(Task) Quote each line exactly, from the line that contains "Find the white" down to the last line of the listing, and no other lines.

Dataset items

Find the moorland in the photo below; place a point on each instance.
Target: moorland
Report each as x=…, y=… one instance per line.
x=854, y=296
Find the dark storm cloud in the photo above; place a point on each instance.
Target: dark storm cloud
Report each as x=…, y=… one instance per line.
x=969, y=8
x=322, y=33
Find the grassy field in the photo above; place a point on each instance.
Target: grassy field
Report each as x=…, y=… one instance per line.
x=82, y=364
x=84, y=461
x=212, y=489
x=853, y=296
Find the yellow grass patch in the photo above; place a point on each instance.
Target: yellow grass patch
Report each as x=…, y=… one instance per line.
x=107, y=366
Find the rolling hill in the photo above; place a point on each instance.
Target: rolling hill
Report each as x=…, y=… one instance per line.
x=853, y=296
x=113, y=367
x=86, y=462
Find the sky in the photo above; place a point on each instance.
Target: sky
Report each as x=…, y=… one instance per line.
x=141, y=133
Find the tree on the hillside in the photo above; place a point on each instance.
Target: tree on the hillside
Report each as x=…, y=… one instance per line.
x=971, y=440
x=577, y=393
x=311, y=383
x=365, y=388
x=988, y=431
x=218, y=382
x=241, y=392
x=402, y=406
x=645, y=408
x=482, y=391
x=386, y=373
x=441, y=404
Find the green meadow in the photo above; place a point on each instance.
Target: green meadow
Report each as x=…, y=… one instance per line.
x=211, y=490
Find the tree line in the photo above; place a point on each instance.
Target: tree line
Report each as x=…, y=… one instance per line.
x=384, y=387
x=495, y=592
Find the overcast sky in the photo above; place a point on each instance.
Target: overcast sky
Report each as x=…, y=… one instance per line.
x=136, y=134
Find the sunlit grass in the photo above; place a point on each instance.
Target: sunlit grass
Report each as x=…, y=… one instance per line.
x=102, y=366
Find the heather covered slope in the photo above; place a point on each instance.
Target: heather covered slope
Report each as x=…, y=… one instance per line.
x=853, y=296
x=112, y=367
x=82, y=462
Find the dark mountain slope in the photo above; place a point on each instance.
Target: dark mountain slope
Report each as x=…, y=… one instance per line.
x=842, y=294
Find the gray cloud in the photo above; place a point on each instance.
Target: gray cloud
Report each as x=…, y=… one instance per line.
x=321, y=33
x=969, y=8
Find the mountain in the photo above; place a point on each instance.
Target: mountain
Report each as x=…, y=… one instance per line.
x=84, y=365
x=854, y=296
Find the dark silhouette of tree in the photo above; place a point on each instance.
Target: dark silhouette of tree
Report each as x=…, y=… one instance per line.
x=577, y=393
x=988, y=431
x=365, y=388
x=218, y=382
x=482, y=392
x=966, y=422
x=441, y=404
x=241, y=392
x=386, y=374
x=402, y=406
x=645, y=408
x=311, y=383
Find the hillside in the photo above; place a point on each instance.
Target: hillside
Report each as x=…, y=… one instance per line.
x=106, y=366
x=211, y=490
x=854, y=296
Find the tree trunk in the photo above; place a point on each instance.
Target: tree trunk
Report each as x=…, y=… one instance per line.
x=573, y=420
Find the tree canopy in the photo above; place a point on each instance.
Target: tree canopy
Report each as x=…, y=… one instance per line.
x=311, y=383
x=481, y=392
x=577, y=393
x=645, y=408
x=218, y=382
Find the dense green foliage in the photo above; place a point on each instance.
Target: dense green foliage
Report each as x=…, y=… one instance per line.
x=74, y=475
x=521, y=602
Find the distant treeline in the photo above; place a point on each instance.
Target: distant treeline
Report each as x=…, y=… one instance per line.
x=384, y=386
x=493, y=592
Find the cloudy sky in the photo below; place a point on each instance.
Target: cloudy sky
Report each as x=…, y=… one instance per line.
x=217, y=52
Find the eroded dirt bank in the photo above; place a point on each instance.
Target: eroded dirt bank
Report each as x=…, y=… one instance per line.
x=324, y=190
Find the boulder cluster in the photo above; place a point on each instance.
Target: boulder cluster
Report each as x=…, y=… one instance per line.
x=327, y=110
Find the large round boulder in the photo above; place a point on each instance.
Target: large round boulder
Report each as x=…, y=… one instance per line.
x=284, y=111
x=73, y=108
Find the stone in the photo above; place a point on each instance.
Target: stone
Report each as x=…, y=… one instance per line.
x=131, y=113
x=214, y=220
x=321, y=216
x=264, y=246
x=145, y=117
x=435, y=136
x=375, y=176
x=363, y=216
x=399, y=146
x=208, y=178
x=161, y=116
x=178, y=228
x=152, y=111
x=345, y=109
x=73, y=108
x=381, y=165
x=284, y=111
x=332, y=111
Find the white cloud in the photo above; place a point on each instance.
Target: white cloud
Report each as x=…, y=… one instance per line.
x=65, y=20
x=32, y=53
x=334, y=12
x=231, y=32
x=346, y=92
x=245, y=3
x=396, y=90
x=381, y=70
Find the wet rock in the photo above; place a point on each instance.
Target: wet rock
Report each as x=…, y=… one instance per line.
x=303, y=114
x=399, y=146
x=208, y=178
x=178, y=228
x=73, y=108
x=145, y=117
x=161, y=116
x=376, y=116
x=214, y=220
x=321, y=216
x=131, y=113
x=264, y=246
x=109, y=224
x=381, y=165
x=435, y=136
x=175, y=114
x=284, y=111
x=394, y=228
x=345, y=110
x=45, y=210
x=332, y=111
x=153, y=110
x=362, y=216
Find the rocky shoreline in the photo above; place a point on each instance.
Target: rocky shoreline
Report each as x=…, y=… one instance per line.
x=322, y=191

(Solved exercise)
Find the white cloud in the photo above; place a point on each instance.
Target: white cloud
Report each as x=…, y=… one instance per line.
x=65, y=20
x=32, y=53
x=334, y=12
x=231, y=32
x=346, y=92
x=245, y=3
x=396, y=90
x=381, y=70
Find the wet rock in the photo above; place a point on each instance.
Target: wet rock
Report each as x=…, y=… one instance per line.
x=303, y=114
x=399, y=146
x=208, y=178
x=178, y=228
x=73, y=108
x=145, y=117
x=161, y=116
x=376, y=116
x=214, y=220
x=321, y=216
x=131, y=113
x=264, y=246
x=109, y=224
x=381, y=165
x=435, y=136
x=175, y=114
x=284, y=111
x=394, y=228
x=345, y=110
x=45, y=210
x=332, y=111
x=153, y=110
x=362, y=216
Find the rocky shoreline in the photo above; place a point on each instance.
Target: rocky shoreline
Report each as x=…, y=… one instance per line.
x=322, y=191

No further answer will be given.